• [Exercise details]
The full listing, reproduced exactly, is what the response must contain.

• [Data for this exercise]
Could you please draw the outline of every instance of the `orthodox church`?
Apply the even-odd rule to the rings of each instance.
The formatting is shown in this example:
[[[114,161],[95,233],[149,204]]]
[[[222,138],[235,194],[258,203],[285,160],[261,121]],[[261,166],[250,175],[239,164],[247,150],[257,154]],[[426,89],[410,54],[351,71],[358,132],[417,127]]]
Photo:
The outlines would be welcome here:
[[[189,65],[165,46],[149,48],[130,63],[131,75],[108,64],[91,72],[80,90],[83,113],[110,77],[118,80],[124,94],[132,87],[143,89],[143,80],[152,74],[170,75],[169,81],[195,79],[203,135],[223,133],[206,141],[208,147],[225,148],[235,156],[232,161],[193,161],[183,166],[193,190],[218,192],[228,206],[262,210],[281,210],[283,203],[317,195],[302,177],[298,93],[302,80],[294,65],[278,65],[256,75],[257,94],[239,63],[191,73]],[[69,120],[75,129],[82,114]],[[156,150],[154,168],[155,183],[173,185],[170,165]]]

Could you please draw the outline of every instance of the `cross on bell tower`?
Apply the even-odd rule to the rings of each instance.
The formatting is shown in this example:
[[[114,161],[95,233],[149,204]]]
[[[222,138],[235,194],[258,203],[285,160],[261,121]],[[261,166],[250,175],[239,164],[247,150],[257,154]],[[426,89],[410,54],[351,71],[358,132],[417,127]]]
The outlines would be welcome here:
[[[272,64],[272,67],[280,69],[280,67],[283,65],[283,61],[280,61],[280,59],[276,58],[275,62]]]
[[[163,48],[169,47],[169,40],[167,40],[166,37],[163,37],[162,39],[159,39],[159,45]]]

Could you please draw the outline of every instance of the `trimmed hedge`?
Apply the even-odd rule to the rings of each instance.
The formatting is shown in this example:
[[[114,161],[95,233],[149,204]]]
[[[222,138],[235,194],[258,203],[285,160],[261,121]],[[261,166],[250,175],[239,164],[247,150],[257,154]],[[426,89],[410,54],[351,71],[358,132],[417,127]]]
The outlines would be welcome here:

• [Worked solution]
Could you please draw the outline of every instance of the `orthodox church`?
Apply the even-odd rule to the rings of each instance.
The formatting is shown in this example:
[[[114,161],[95,233],[149,204]]]
[[[222,138],[235,194],[258,203],[285,160],[261,121]],[[261,166],[250,175],[239,164],[247,150],[257,154]],[[426,89],[410,54],[351,71],[358,132],[417,127]]]
Photo:
The outlines would be welcome here:
[[[189,65],[165,46],[149,48],[130,63],[131,75],[108,64],[91,72],[80,90],[83,113],[110,77],[118,80],[124,94],[132,87],[143,89],[143,80],[152,74],[170,75],[169,81],[195,79],[203,135],[223,133],[206,141],[208,147],[225,148],[235,156],[232,161],[193,161],[183,166],[193,190],[218,192],[228,206],[262,210],[281,210],[283,203],[317,195],[302,177],[298,93],[302,80],[294,65],[278,65],[256,75],[257,94],[239,63],[191,73]],[[69,120],[75,129],[82,114]],[[156,150],[154,168],[155,183],[173,185],[170,165]]]

Could you please draw the outline of every instance of the `cross on bell tower`?
Apply the even-odd rule to the rings of each instance.
The formatting is shown in this example:
[[[114,161],[95,233],[149,204]]]
[[[222,138],[235,194],[258,203],[285,160],[261,121]],[[261,166],[250,175],[239,164],[247,150],[257,154]],[[426,89],[410,54],[351,71],[358,132],[417,127]]]
The outlines would be welcome here:
[[[272,64],[272,67],[280,69],[280,67],[283,65],[283,61],[280,61],[280,59],[276,58],[275,62]]]
[[[163,48],[169,47],[169,40],[167,40],[166,37],[163,37],[162,39],[159,39],[159,45]]]

Could you please draw the outline of every instance of the `trimmed hedge`?
Apply the even-odd rule to the rings of each instance.
The formatting is shown in this example:
[[[114,161],[95,233],[149,204]]]
[[[222,138],[235,194],[258,203],[285,160],[261,121]],[[261,166],[250,175],[239,164],[247,150],[257,154]],[[426,89],[410,54],[351,71],[358,132],[417,127]]]
The outlines would be welcome here:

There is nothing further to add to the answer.